-- start Supplied information --

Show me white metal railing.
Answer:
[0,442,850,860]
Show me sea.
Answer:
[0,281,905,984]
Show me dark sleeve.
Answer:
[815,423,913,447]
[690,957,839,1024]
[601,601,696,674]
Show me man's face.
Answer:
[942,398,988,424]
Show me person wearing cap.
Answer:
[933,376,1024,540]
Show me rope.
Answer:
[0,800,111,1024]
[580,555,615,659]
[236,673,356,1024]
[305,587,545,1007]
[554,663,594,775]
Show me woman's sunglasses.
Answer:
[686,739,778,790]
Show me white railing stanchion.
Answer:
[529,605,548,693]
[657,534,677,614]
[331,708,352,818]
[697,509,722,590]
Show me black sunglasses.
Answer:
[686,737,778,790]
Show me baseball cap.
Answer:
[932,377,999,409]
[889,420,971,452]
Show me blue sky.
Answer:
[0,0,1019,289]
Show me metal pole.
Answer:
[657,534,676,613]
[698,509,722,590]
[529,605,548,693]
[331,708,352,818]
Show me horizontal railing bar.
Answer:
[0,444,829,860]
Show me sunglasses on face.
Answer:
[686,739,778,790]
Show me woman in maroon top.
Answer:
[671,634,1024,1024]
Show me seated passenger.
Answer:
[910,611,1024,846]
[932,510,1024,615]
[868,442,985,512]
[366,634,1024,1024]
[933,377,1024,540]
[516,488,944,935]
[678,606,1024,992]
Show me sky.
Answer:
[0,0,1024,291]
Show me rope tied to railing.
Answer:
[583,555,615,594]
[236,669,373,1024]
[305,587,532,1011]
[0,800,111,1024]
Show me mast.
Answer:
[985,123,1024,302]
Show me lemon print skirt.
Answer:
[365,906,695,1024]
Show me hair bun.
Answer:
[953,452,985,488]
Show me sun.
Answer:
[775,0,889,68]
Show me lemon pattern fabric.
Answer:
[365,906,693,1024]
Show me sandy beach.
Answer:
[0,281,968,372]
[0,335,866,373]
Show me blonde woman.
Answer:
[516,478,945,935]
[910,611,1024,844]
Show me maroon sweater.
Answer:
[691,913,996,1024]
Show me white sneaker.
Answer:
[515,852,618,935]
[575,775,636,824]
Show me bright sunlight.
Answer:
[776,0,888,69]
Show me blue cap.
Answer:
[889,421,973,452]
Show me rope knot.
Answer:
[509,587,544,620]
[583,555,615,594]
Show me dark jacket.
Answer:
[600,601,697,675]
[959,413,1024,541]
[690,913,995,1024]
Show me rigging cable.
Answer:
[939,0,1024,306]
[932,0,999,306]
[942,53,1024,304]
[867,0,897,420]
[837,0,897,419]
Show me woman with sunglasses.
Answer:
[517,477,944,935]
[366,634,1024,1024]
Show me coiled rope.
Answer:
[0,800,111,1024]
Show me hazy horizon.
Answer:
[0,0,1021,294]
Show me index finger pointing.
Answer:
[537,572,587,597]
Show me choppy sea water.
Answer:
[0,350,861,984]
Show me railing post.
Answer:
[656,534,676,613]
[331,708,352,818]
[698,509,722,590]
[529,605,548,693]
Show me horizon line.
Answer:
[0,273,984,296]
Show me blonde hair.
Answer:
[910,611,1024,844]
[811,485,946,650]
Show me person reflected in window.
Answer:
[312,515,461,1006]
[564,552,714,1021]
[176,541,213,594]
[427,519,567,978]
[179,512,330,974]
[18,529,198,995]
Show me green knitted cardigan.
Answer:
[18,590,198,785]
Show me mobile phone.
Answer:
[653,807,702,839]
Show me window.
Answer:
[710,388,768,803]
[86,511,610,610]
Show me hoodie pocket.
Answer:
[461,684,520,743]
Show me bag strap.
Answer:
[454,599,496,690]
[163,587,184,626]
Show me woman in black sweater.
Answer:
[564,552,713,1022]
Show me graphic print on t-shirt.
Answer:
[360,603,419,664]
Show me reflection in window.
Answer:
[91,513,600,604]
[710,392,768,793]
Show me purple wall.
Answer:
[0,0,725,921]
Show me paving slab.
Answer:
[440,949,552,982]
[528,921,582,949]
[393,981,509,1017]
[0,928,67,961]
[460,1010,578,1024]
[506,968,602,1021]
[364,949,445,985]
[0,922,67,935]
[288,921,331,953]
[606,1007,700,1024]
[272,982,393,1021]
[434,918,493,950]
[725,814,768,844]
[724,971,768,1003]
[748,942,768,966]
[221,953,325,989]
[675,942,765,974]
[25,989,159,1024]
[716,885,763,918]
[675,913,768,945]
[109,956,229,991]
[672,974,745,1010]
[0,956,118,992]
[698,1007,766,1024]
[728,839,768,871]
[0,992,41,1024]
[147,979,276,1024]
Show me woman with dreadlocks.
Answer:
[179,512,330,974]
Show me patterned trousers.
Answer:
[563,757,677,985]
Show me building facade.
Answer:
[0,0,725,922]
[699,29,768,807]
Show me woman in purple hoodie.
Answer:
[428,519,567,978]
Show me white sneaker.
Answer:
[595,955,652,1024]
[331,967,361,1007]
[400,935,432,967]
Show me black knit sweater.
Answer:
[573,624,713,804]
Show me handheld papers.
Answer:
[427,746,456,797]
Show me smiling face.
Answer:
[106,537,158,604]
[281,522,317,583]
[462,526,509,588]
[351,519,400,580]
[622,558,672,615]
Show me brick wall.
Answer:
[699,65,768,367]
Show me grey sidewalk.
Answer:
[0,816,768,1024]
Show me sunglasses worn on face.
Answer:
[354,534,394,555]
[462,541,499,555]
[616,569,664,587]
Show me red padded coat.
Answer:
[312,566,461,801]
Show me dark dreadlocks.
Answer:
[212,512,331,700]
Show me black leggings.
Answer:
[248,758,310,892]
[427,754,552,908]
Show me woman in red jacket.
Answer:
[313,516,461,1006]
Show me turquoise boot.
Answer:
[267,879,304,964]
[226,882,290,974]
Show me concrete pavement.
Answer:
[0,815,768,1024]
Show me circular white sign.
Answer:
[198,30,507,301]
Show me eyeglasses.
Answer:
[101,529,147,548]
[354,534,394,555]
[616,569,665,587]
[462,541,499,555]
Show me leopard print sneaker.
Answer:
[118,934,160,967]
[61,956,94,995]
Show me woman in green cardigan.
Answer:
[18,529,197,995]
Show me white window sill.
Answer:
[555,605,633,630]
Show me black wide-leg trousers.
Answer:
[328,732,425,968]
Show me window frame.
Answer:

-- end Supplied information --

▸ **Stated task**:
Rewrite every item in the stored data above as a numbered list, and leave out any blank lines.

▸ **Expected answer**:
1. Show me white metal railing.
2. Answer:
3. [0,442,850,860]
4. Show me sea.
5. Answer:
6. [0,281,905,984]
7. Show me dark sleeve.
8. Answer:
9. [815,423,913,447]
10. [690,957,839,1024]
11. [601,601,696,674]
12. Show me man's face.
13. Answer:
14. [942,398,988,424]
15. Show me person wearing cap.
16. Answer:
17. [933,376,1024,540]
18. Show me rope.
19. Answer:
20. [0,800,111,1024]
21. [580,555,615,659]
22. [236,673,356,1024]
23. [305,587,545,1007]
24. [554,663,594,775]
25. Show me woman's sunglasses.
26. Answer:
27. [686,739,778,790]
28. Show me white railing stanchion.
29. Answer:
30. [529,605,548,693]
31. [657,534,677,614]
32. [331,708,352,818]
33. [697,509,722,590]
34. Show me black sunglasses.
35. Answer:
36. [686,737,778,790]
37. Show me baseball cap.
38. Answer:
39. [932,377,999,409]
40. [889,420,971,452]
41. Show me blue sky.
42. Answer:
43. [0,0,1019,289]
44. Show me metal pole.
45. Answer:
46. [657,534,676,613]
47. [698,509,722,590]
48. [529,605,548,693]
49. [331,708,352,818]
50. Show me horizontal railing bar.
51. Answer:
52. [0,444,829,860]
53. Show me sunglasses on face.
54. Answer:
55. [686,739,778,790]
56. Show me woman in maroon top.
57. Answer:
58. [671,634,1024,1024]
59. Show me seated passenger.
60. Answer:
61. [910,611,1024,846]
62. [932,510,1024,615]
63. [868,442,985,512]
64. [366,634,1024,1024]
65. [933,377,1024,540]
66. [516,488,944,935]
67. [678,606,1024,992]
68. Show me sky.
69. Answer:
70. [0,0,1024,291]
71. Show me rope tied to railing.
72. Answer:
73. [583,555,615,594]
74. [236,669,373,1024]
75. [305,587,532,1011]
76. [0,800,111,1024]
77. Show me mast.
78. Answer:
79. [985,123,1024,302]
80. Show me lemon print skirt.
81. Answer:
82. [365,906,695,1024]
83. Show me hair bun.
84. Answer:
85. [953,452,985,488]
86. Show me sun.
87. Answer:
88. [775,0,889,68]
89. Show me lemon pattern fabric.
90. Answer:
91. [365,906,693,1024]
92. Show me sandy beach.
93. Answer:
94. [0,281,968,372]
95. [0,335,866,373]
96. Show me blonde woman.
97. Answer:
98. [516,478,945,935]
99. [910,611,1024,844]
100. Show me maroon sweater.
101. Answer:
102. [691,913,996,1024]
103. Show me white sneaker.
104. Answer:
105. [515,852,618,935]
106. [575,775,636,824]
107. Show me bright sunlight.
108. Answer:
109. [776,0,888,69]
110. Show me blue cap.
111. Answer:
112. [889,421,973,452]
113. Show me rope knot.
114. Answer:
115. [509,587,544,620]
116. [583,555,615,594]
117. Show me dark jacket.
118. Answer:
119. [600,601,697,675]
120. [959,413,1024,541]
121. [690,913,995,1024]
122. Show me rigging cable.
123. Answer:
124. [939,0,1024,306]
125. [932,0,999,306]
126. [942,53,1024,304]
127. [867,0,897,420]
128. [837,0,897,419]
129. Show me woman with sunglasses.
130. Answer:
131. [517,477,944,935]
132. [366,634,1024,1024]
133. Show me coiled rope.
134. Answer:
135. [0,800,111,1024]
136. Show me hazy horizon.
137. Answer:
138. [0,0,1021,294]
139. Show me index finger pointing.
140. Answer:
141. [537,572,587,597]
142. Show me choppy sea water.
143. Answer:
144. [0,350,861,984]
145. Show me railing post.
146. Answer:
147. [656,534,676,613]
148. [331,708,352,818]
149. [698,509,722,590]
150. [529,605,548,693]
151. Show me horizon line.
152. Answer:
153. [0,273,984,296]
154. Show me blonde hair.
155. Answer:
156. [910,611,1024,844]
157. [811,485,946,650]
158. Show me person reflected in window.
159. Answer:
160. [312,515,461,1006]
161. [564,552,714,1021]
162. [176,541,213,594]
163. [427,519,567,978]
164. [179,512,330,974]
165. [18,529,198,995]
166. Show me green knitted cardigan.
167. Answer:
168. [18,590,198,785]
169. Show me mobile phone.
170. Answer:
171. [653,807,702,839]
172. Show me window.
173. Answer:
174. [710,388,768,803]
175. [86,511,610,610]
176. Show me hoodie pocket.
177. Answer:
178. [461,684,520,743]
179. Show me bag strap.
180. Answer:
181. [454,599,496,690]
182. [163,587,184,626]
183. Show me woman in black sweater.
184. Answer:
185. [564,552,713,1022]
186. Show me graphic print on t-shirt.
187. Answer:
188. [360,603,419,664]
189. Show me reflection in window.
190. Answer:
191. [91,513,600,604]
192. [710,392,768,793]
193. Show me purple wall.
194. Answer:
195. [0,0,725,921]
196. Show me paving slab.
197. Answer:
198. [440,949,552,982]
199. [528,921,582,949]
200. [393,981,509,1017]
201. [0,928,67,961]
202. [460,1010,578,1024]
203. [506,968,602,1021]
204. [364,949,445,985]
205. [0,922,67,935]
206. [288,921,331,953]
207. [606,1007,700,1024]
208. [272,982,393,1021]
209. [434,918,493,950]
210. [725,814,768,844]
211. [724,971,768,1003]
212. [748,942,768,966]
213. [221,953,325,989]
214. [675,942,765,974]
215. [25,989,159,1024]
216. [716,885,763,918]
217. [675,913,768,945]
218. [109,956,229,991]
219. [672,974,745,1010]
220. [0,956,118,992]
221. [698,1007,766,1024]
222. [728,839,768,871]
223. [0,992,41,1024]
224. [147,979,276,1024]
225. Show me woman with dreadlocks.
226. Answer:
227. [179,512,330,974]
228. Show me patterned trousers.
229. Answer:
230. [563,757,677,985]
231. Show me building facade.
232. Answer:
233. [0,0,725,922]
234. [699,29,768,807]
235. Show me woman in purple hoodie.
236. Answer:
237. [428,519,567,978]
238. Show me white sneaker.
239. Answer:
240. [595,955,652,1024]
241. [331,967,361,1007]
242. [400,935,432,967]
243. Show me black knit sweater.
244. Answer:
245. [573,624,713,804]
246. Show me handheld papers.
247. Answer:
248. [427,746,456,797]
249. Show me smiling face.
250. Answer:
251. [106,537,158,604]
252. [281,522,317,583]
253. [462,526,509,588]
254. [351,519,400,580]
255. [622,558,672,615]
256. Show me brick wall.
257. Answer:
258. [699,65,768,367]
259. Show me grey sidewalk.
260. Answer:
261. [0,816,768,1024]
262. Show me sunglasses worn on face.
263. Answer:
264. [354,534,394,555]
265. [462,541,499,555]
266. [616,569,664,587]
267. Show me red padded coat.
268. Answer:
269. [312,566,461,801]
270. Show me dark dreadlocks.
271. Answer:
272. [212,512,331,700]
273. Show me black leggings.
274. Answer:
275. [248,758,310,892]
276. [427,754,552,908]
277. Show me woman in red jacket.
278. Answer:
279. [313,516,461,1006]
280. Show me turquoise boot.
281. Answer:
282. [267,879,304,964]
283. [226,882,290,974]
284. Show me concrete pavement.
285. Answer:
286. [0,815,768,1024]
287. Show me circular white sign.
288. Answer:
289. [198,30,507,301]
290. Show me eyeglasses.
291. Answer:
292. [101,529,147,548]
293. [354,534,394,555]
294. [616,569,665,587]
295. [462,541,499,555]
296. Show me leopard print sneaker.
297. Answer:
298. [118,934,160,967]
299. [61,956,94,995]
300. Show me woman in green cardigan.
301. Answer:
302. [18,529,197,995]
303. Show me white window sill.
304. Answer:
305. [555,605,633,630]
306. Show me black wide-leg trousers.
307. Answer:
308. [328,732,425,968]
309. Show me window frame.
310. Answer:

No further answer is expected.